RECORDS TO PROCESS:
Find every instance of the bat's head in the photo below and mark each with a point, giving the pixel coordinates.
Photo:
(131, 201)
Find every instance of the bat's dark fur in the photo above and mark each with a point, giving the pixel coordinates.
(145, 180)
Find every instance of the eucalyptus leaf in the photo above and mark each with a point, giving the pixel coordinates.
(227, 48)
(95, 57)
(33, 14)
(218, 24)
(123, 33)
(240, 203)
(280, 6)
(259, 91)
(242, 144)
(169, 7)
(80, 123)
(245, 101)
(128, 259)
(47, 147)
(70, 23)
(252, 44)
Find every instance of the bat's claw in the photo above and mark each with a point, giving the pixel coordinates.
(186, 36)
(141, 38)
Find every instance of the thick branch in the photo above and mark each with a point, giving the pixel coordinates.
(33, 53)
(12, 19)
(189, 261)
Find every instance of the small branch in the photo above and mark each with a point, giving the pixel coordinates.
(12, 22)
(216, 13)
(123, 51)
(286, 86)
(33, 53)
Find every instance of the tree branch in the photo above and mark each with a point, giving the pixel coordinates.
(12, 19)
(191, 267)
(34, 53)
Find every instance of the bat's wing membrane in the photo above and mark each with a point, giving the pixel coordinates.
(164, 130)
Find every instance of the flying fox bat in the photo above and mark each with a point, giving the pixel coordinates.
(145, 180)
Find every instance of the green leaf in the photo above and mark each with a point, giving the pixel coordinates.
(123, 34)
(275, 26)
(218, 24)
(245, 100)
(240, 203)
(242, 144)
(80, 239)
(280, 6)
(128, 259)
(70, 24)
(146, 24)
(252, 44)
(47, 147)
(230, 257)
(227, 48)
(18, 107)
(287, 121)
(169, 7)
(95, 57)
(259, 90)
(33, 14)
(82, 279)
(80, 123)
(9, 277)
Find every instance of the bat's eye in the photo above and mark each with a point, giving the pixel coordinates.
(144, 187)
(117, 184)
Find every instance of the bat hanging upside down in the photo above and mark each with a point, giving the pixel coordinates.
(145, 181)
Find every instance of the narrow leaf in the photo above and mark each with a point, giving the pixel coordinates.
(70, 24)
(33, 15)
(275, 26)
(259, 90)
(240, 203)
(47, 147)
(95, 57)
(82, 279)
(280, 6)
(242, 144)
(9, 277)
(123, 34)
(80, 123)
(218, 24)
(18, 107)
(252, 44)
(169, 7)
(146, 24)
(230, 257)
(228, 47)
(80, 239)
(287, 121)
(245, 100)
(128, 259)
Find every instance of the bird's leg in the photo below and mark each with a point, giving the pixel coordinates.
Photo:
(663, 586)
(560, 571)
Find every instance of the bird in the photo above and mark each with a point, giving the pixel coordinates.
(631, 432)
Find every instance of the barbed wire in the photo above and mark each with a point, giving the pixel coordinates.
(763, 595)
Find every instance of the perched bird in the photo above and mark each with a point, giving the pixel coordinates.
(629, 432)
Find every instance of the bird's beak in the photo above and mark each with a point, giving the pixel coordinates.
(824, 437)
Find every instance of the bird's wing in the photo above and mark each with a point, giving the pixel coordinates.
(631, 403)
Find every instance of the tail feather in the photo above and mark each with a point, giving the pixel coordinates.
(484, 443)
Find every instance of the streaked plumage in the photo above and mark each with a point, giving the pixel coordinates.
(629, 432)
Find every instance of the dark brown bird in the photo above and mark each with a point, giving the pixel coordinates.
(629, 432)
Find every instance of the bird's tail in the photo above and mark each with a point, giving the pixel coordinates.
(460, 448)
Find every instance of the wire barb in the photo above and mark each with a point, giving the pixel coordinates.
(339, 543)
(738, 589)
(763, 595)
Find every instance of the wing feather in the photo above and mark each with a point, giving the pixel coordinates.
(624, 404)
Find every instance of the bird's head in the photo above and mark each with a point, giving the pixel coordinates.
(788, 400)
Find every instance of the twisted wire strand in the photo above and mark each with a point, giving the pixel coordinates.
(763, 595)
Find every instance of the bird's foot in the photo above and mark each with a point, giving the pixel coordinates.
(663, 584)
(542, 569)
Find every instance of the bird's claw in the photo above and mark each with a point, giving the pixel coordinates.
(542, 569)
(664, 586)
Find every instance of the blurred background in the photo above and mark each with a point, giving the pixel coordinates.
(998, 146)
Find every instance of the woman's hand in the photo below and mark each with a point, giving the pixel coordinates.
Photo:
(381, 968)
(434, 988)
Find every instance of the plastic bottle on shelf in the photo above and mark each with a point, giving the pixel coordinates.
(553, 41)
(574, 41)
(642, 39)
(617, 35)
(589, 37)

EXERCISE GOAL: Please write out everything from the line containing "Find every instance of the bird's claw" down to the last of the lines above, requests included, and shift every coordinate in the answers up by 82.

RESULT BELOW:
Find every instance of the bird's claw in the photo above and mark each with a point, giving the pixel coordinates.
(624, 651)
(746, 668)
Find every instance of the blurred background in the photo above and mark each with a point, giving the pixel coordinates.
(1080, 228)
Find every instance of the woman's hand in the photo below and mark each with a point, giving the pixel coordinates.
Photo:
(463, 1050)
(516, 1070)
Find every instance of the plastic bottle on shelf in the photo above and mark each with a point, giving the pixel coordinates.
(635, 123)
(656, 123)
(724, 121)
(699, 117)
(671, 119)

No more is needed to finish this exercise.